Start of Supplied records
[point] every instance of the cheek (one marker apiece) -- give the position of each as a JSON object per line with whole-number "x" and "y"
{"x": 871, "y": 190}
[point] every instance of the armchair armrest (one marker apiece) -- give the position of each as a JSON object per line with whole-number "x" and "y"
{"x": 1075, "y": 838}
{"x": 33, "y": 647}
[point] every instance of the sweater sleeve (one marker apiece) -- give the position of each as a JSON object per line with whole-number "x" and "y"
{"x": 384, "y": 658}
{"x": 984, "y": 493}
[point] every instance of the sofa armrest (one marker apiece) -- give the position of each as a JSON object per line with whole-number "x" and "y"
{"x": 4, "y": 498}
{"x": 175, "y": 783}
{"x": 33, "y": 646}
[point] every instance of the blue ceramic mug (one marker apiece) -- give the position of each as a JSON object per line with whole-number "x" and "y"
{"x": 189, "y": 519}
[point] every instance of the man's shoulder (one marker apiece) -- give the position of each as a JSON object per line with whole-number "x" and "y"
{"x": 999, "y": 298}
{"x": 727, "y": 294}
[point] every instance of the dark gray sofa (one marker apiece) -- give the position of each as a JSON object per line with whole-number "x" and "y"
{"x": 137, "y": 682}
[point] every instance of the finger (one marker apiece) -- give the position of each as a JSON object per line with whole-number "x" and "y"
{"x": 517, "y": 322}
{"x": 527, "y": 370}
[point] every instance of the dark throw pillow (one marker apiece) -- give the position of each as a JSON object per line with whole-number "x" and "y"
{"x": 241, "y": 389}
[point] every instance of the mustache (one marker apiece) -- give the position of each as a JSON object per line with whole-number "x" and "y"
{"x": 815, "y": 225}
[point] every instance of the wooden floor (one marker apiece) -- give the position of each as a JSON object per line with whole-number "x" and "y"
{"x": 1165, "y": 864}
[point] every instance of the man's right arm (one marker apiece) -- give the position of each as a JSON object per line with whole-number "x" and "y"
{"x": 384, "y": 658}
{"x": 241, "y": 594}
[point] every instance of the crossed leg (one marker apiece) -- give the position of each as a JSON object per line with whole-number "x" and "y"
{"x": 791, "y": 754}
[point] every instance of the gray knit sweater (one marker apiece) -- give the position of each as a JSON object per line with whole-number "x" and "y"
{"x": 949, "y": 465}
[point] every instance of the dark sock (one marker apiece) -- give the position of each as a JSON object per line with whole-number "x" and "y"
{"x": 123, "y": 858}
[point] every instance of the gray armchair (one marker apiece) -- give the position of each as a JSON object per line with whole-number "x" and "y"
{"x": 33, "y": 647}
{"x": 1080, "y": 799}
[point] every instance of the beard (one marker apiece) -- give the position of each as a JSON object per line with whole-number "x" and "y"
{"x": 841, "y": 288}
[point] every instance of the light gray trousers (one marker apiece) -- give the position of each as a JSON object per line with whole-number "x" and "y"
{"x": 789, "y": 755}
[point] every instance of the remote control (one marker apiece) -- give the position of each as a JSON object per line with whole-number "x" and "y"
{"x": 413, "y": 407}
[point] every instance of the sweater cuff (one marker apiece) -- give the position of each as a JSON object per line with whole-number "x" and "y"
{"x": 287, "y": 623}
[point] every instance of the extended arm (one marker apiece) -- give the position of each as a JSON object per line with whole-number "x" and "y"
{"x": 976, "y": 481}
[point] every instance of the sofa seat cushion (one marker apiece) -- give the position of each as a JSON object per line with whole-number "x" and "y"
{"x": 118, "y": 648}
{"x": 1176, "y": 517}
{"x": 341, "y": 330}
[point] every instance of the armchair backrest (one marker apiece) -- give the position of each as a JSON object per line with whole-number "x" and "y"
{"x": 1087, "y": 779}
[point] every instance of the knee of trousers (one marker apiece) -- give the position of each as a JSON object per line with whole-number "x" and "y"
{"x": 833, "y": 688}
End of Supplied records
• **Work to be completed**
Can you give every line above again, exactly as written?

• **Solution below**
[point] every instance of the cheek (one marker apiece) -- give the position of each as a JSON object per line with whole-number "x" and "y"
{"x": 871, "y": 190}
[point] every instance of the armchair armrest (one marker apiece) -- give the position of each as a JSON object per line with whole-number "x" and "y"
{"x": 1075, "y": 838}
{"x": 33, "y": 647}
[point] every instance of the sweater sleeve (one marker apiece) -- give the position of each as a JSON object per line with whole-number "x" and "y"
{"x": 384, "y": 658}
{"x": 984, "y": 493}
[point] every instance of the sofa armrest (one marker apiece) -- give the position of each as a JSON object per line with whole-number "x" and "y"
{"x": 4, "y": 498}
{"x": 175, "y": 783}
{"x": 33, "y": 646}
[point] every instance of the blue ceramic mug (one marker apiece) -- give the position of each as a JSON object per line with whole-number "x" and "y"
{"x": 189, "y": 519}
[point] every instance of the man's shoulder (one marker apiece) -- give the position of each as a JSON object per line with whole-number "x" and "y"
{"x": 999, "y": 298}
{"x": 727, "y": 294}
[point] every instance of the dark gray sofa (one marker apiece) -- give the position of each as a JSON object per line with whole-number "x" and "y"
{"x": 137, "y": 682}
[point] every instance of the finger (one marker apiece) -- give the position of each as a JSON object per line with whole-number "x" and "y"
{"x": 517, "y": 322}
{"x": 527, "y": 370}
[point] every instance of the dark throw pillow (one marker apiece) -- give the position of each as a JSON object per line with whole-number "x" and "y"
{"x": 241, "y": 389}
[point] every instance of the mustache (one marker apiece) -- give the position of each as a JSON object per line with whole-number "x" and "y"
{"x": 815, "y": 225}
[point] every instance of the wooden floor (one marker apiece) -- give the position of each as a JSON object per line with whole-number "x" and "y"
{"x": 1165, "y": 864}
[point] every instance of the man's right arm (one marker apiece) -- give the position of each as a JSON object per line with whole-number "x" and "y"
{"x": 384, "y": 658}
{"x": 241, "y": 594}
[point] every instance of the crossed leg (one marker apiece) -- give the position of each as a JSON object per line with whole-number "x" and "y"
{"x": 791, "y": 754}
[point] every instance of the gray knit sweater (one marker apiece) -- give the position of each as a JSON object per line with whole-number "x" and "y"
{"x": 949, "y": 465}
[point] every instance of the dark sock (one marker apiece) -- give the position of each as a JSON object per line with whole-number "x" and "y"
{"x": 123, "y": 858}
[point] every instance of the gray armchair (one marker apiece) -- give the position of each as a JSON object per line with whole-number "x" and "y"
{"x": 33, "y": 647}
{"x": 1080, "y": 799}
[point] every instance of the beard (one marker apiece) -- give the position of each as a JSON object per line with whole-number "x" and "y"
{"x": 841, "y": 288}
[point] every instance of the light gray trousers (one marker apiece) -- give the position of each as a JSON object per line with whole-number "x" and "y"
{"x": 789, "y": 755}
[point] every instance of the remote control (one marker apiece) -- give the position of each as a JSON object per line with whole-number "x" and "y"
{"x": 413, "y": 407}
[point] every instance of the sweater cuff (one marker apiece) -- give the position of each as a JSON object per line with whole-number "x" and "y"
{"x": 287, "y": 623}
[point] every instance of the extended arm (one marker apiece) -- give the position of each as a JSON object per line with whole-number "x" and "y"
{"x": 976, "y": 481}
[point] every instance of the sofa seat cushion (one marker apiece) -- give the position of each as a JSON object per line with whole-number "x" and "y"
{"x": 118, "y": 648}
{"x": 1176, "y": 517}
{"x": 341, "y": 330}
[point] every instance of the armchair backrest (one marker apiece) -- give the position of each as a JSON object per line with whole-number "x" and "y"
{"x": 1087, "y": 779}
[point] every instance of the knee of trousers (one marker apiece) -- give the position of each as a JSON object per line with whole-number "x" and "y"
{"x": 833, "y": 688}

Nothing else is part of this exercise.